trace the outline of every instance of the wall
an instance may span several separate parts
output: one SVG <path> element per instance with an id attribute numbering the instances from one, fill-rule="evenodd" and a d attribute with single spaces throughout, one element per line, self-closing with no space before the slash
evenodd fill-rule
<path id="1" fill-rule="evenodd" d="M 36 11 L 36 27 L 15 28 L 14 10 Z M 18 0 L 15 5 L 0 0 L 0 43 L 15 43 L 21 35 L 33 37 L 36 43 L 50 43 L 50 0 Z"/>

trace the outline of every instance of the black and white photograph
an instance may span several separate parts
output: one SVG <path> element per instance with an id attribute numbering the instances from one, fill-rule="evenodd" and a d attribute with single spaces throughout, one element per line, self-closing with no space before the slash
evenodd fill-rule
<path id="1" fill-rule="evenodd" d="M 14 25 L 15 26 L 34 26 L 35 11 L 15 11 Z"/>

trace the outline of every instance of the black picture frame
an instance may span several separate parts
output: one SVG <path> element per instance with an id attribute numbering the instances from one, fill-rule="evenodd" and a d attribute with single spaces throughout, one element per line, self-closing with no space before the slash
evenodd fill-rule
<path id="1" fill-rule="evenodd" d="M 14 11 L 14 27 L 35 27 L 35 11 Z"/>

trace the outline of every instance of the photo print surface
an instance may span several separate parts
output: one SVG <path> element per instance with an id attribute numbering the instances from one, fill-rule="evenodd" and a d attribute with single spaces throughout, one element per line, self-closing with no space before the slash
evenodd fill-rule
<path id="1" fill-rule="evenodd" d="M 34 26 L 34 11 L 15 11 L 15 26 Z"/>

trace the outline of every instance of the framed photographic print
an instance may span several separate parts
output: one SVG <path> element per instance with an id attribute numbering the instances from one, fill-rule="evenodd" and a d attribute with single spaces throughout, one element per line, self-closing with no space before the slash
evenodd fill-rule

## Exercise aim
Convert every line of the rows above into a Markdown table with the columns Number and Line. Number each line and leave out the blank ones.

## Solution to this task
| Number | Line |
|---|---|
| 1 | trace the outline of every instance of the wall |
| 2 | an instance may span several separate parts |
| 3 | output: one SVG <path> element per instance with an id attribute numbering the instances from one, fill-rule="evenodd" and a d attribute with single spaces throughout, one element per line, self-closing with no space before the slash |
| 4 | evenodd fill-rule |
| 5 | <path id="1" fill-rule="evenodd" d="M 36 11 L 36 27 L 15 28 L 14 10 Z M 18 0 L 15 5 L 0 0 L 0 43 L 15 43 L 21 35 L 33 37 L 36 43 L 50 43 L 50 0 Z"/> |
| 6 | trace the outline of every instance of the black and white photograph |
| 7 | an instance may span several separate parts |
| 8 | output: one SVG <path> element per instance with an id attribute numbering the instances from one, fill-rule="evenodd" and a d attribute with single spaces throughout, one element per line, self-closing with no space before the slash |
| 9 | evenodd fill-rule |
| 10 | <path id="1" fill-rule="evenodd" d="M 14 25 L 15 26 L 34 26 L 35 11 L 15 11 Z"/> |
| 11 | trace the outline of every instance of the black picture frame |
| 12 | an instance may span several separate parts |
| 13 | output: one SVG <path> element per instance with an id attribute numbering the instances from one, fill-rule="evenodd" and a d attribute with single spaces throughout, one element per line, self-closing with no space before the slash |
| 14 | evenodd fill-rule |
| 15 | <path id="1" fill-rule="evenodd" d="M 14 11 L 14 27 L 35 27 L 35 11 Z"/> |
| 16 | trace the outline of every instance of the photo print surface |
| 17 | an instance may span several separate parts |
| 18 | output: one SVG <path> element per instance with an id attribute numbering the instances from one, fill-rule="evenodd" and a d attribute with single spaces throughout, one element per line, self-closing with no space before the slash |
| 19 | evenodd fill-rule |
| 20 | <path id="1" fill-rule="evenodd" d="M 34 26 L 34 11 L 15 11 L 15 26 Z"/> |
| 21 | trace the outline of every instance of the framed photographic print |
| 22 | an instance may span several separate parts |
| 23 | output: one SVG <path> element per instance with an id attribute numbering the instances from one, fill-rule="evenodd" and a d attribute with single spaces throughout, one element per line, self-closing with no space before the slash |
| 24 | evenodd fill-rule |